— Excerpted records —
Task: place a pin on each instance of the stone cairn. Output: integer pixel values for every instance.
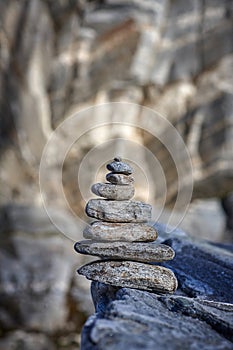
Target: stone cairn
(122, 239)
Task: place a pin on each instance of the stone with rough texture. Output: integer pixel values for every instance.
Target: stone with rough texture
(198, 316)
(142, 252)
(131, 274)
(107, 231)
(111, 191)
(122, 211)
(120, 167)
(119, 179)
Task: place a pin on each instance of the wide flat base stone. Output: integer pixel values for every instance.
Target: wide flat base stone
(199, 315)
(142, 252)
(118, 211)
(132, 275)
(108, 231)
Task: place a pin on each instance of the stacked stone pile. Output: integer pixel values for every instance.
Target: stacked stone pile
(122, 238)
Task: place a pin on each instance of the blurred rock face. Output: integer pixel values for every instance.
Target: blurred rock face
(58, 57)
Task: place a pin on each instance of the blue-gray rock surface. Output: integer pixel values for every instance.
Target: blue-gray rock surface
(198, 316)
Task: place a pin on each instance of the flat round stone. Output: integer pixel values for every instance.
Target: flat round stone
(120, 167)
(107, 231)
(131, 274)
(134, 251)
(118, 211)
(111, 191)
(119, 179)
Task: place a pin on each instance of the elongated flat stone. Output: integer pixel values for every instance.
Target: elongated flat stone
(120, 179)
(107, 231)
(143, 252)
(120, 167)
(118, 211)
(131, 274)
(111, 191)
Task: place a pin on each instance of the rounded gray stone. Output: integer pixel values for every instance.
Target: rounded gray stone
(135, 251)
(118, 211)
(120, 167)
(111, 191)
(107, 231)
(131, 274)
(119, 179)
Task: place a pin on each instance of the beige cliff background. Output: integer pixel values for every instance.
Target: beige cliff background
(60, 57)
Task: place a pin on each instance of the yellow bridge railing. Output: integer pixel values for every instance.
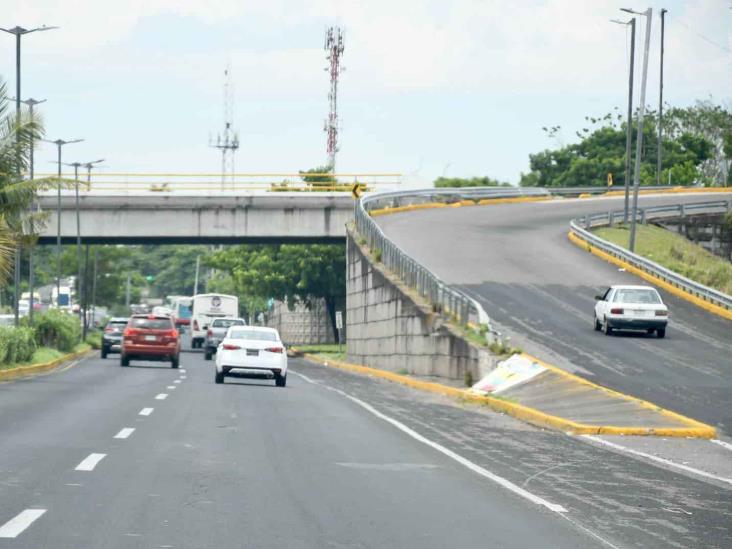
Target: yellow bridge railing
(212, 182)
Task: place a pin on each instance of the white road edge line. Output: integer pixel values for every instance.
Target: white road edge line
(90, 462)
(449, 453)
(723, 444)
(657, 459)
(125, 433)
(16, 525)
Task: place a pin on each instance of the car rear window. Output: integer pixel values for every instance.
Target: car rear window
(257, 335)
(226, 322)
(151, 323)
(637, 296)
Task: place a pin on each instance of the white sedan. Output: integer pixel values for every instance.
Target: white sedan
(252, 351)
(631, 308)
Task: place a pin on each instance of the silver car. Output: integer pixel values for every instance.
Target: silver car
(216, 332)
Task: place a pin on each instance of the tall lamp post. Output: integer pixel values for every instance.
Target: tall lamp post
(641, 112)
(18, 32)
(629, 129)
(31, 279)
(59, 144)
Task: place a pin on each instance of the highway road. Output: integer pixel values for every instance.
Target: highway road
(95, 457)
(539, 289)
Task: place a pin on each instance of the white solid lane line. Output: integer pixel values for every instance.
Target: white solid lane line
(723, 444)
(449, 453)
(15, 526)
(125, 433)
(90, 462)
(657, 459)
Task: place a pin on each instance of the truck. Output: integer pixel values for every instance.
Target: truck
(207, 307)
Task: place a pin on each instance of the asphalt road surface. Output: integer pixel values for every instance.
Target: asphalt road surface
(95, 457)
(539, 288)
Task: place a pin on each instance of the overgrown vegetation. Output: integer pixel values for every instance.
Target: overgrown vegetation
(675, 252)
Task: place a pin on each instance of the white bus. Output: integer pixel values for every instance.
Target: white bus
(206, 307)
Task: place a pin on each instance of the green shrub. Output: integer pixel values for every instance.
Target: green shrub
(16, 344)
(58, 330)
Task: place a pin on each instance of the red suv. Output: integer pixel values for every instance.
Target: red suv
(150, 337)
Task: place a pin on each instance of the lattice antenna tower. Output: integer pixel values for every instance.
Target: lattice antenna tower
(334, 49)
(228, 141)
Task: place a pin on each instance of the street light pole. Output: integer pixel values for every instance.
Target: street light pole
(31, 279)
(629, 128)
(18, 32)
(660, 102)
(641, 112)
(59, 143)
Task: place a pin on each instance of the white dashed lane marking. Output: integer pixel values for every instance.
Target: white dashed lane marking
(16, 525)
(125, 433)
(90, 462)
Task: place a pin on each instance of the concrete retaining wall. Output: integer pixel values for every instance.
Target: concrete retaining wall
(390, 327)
==
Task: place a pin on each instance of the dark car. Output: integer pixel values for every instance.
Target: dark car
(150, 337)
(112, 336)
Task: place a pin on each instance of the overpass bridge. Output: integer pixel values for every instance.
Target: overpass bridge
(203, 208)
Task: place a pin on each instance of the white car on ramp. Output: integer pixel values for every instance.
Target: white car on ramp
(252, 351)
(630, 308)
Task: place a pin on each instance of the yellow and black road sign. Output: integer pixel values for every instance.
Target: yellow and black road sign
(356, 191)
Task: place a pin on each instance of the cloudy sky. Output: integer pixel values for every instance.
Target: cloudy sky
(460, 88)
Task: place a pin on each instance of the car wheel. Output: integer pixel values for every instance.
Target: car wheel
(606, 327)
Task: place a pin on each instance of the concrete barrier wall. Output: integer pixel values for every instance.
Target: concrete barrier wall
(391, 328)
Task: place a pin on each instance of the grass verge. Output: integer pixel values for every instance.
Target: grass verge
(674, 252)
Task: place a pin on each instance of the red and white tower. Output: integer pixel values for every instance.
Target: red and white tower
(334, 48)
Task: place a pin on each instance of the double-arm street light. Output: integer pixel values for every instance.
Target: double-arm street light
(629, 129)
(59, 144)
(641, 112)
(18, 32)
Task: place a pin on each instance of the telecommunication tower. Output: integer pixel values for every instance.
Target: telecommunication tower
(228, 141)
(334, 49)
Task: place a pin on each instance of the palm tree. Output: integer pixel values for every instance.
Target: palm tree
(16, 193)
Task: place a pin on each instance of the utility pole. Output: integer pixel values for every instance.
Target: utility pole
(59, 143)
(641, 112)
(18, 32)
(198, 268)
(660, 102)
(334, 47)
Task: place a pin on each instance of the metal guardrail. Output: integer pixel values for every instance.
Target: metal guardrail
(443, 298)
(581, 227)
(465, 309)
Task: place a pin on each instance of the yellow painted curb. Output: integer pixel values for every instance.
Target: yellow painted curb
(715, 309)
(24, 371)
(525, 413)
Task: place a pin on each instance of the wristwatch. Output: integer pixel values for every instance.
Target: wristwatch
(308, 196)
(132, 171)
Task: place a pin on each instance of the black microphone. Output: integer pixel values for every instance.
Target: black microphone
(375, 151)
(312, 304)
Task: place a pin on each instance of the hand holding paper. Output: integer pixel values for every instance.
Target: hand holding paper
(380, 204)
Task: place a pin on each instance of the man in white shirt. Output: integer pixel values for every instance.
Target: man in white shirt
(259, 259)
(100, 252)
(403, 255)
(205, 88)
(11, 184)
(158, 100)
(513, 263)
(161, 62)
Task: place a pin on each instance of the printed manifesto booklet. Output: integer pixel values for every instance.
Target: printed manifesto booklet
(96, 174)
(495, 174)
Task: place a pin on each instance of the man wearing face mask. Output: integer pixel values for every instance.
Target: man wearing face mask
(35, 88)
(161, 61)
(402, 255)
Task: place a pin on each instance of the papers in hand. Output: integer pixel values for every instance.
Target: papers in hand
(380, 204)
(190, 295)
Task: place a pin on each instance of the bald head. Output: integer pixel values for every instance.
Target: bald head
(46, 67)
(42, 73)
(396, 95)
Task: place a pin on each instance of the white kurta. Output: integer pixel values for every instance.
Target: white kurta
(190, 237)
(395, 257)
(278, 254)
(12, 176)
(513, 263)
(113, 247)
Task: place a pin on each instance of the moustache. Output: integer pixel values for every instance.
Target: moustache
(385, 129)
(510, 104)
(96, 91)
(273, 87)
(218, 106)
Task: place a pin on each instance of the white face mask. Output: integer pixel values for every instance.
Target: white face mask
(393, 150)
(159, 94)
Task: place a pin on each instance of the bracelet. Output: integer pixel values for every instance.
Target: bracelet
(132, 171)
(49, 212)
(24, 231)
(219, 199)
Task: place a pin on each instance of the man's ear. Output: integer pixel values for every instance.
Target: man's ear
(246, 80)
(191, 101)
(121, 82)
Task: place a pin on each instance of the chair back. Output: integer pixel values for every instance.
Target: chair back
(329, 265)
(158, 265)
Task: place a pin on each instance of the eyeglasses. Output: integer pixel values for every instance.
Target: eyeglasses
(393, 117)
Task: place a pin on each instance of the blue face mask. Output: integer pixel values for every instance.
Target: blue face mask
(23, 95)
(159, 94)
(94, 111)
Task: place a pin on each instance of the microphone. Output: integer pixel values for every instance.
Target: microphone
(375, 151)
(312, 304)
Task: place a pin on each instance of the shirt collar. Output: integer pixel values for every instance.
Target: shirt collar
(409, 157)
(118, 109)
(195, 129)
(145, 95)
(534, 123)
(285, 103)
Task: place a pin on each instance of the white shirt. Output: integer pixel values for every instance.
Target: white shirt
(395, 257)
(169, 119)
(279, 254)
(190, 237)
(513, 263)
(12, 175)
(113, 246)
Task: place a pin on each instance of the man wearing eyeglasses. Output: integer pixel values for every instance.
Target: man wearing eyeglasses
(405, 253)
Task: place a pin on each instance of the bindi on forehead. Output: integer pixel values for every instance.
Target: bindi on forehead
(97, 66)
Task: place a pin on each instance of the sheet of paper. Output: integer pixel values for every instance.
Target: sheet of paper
==
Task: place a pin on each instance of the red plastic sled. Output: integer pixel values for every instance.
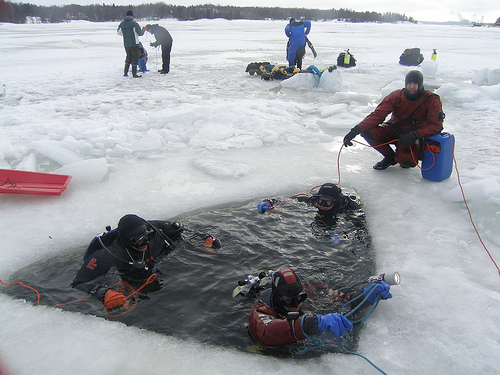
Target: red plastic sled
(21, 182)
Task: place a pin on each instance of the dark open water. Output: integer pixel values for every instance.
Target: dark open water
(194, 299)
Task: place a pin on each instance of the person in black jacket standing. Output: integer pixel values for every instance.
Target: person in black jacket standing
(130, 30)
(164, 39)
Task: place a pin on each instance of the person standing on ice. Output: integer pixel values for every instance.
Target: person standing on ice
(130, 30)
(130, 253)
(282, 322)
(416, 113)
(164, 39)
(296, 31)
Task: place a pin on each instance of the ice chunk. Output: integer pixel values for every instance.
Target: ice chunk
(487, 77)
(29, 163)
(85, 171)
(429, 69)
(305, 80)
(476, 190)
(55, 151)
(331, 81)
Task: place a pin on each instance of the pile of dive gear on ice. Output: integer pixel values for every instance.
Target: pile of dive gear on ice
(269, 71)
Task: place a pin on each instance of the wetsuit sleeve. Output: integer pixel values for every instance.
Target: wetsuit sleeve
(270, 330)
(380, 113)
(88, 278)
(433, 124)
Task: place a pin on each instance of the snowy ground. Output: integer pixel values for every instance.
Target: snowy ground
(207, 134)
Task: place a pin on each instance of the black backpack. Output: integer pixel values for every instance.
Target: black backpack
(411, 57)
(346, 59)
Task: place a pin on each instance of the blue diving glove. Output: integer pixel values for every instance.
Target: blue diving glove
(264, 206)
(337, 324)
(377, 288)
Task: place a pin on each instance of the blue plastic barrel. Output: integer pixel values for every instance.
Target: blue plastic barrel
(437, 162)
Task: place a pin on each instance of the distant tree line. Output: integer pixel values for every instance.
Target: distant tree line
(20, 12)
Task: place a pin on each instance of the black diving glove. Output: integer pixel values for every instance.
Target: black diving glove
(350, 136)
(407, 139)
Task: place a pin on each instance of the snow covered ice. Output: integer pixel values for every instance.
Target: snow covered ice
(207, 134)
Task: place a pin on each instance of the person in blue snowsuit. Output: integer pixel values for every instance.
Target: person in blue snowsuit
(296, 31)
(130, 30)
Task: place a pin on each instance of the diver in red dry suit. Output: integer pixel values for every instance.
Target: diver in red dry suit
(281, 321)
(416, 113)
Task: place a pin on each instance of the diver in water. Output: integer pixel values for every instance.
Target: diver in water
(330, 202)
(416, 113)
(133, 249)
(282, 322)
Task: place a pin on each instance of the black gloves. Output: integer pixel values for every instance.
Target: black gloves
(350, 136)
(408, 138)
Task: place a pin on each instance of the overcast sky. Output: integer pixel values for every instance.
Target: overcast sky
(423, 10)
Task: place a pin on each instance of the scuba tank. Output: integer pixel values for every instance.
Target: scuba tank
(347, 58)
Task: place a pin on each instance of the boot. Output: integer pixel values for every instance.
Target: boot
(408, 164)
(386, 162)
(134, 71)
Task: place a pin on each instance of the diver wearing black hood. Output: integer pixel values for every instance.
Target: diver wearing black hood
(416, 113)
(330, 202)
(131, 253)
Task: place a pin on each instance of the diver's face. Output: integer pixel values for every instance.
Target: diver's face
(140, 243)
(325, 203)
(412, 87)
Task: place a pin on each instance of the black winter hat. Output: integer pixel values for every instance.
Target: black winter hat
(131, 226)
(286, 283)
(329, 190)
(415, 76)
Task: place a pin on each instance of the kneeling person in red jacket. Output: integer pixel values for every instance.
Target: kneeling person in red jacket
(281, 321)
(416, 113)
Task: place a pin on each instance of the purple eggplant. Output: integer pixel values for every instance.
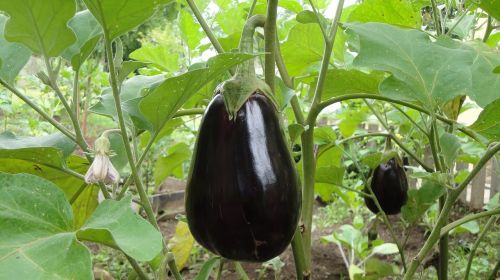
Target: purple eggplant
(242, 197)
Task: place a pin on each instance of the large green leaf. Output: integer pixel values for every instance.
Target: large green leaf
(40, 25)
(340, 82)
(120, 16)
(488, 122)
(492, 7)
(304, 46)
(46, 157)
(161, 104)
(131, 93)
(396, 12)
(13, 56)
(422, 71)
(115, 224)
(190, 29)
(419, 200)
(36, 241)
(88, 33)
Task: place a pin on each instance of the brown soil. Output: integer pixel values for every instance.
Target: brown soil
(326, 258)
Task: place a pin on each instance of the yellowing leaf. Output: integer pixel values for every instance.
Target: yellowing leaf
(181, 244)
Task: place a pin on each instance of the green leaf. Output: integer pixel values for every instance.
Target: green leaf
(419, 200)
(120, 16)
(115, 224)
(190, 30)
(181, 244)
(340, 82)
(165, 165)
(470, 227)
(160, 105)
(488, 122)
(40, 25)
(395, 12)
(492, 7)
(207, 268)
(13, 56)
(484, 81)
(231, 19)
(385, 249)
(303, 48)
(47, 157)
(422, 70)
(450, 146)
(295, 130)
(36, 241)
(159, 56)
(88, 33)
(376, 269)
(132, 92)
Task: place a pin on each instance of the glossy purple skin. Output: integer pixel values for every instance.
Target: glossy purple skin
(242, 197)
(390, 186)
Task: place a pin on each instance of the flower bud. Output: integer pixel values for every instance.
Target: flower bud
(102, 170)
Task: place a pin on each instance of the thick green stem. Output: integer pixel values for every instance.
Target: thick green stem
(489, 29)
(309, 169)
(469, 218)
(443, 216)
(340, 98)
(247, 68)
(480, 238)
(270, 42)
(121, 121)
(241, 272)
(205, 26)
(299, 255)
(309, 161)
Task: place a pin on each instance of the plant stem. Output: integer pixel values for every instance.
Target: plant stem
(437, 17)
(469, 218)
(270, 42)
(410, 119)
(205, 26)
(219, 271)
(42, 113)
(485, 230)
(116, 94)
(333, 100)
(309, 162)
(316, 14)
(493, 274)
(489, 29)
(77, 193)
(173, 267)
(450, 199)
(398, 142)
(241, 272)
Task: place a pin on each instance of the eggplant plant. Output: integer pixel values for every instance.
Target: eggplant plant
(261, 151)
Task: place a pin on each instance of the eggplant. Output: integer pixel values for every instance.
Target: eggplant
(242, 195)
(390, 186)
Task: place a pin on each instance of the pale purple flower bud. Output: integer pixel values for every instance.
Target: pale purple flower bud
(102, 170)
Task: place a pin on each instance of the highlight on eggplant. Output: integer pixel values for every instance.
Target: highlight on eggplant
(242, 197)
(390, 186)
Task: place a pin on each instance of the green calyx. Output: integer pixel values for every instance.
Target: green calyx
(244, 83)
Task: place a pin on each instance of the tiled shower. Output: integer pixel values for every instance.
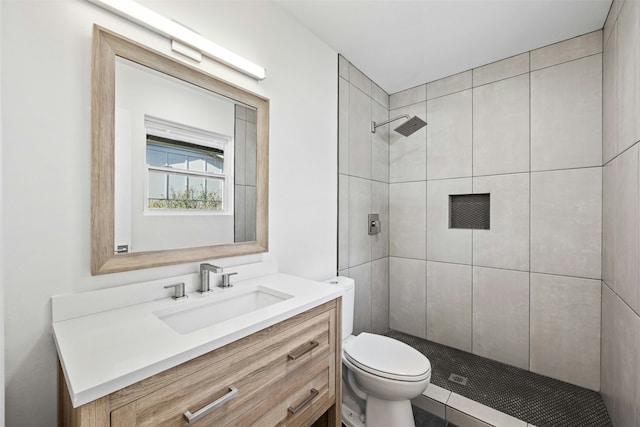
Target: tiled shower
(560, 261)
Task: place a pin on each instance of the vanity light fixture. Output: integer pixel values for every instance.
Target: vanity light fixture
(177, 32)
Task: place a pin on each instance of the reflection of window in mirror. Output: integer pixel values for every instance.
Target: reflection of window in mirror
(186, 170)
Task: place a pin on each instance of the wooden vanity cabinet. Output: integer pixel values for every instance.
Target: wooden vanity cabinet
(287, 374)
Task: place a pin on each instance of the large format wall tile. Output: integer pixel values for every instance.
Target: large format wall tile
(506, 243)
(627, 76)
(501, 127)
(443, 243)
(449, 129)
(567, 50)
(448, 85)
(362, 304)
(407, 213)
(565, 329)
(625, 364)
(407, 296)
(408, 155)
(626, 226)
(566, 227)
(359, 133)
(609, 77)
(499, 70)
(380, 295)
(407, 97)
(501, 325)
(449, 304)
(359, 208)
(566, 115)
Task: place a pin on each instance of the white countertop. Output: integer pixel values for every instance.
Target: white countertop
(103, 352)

— Exercise prompt —
Report each line of the listing above that contains the word "background".

— Solved exercise —
Task: place a pin on each instance of the beige cliff background. Output: integer pixel values for every instance.
Target: beige cliff background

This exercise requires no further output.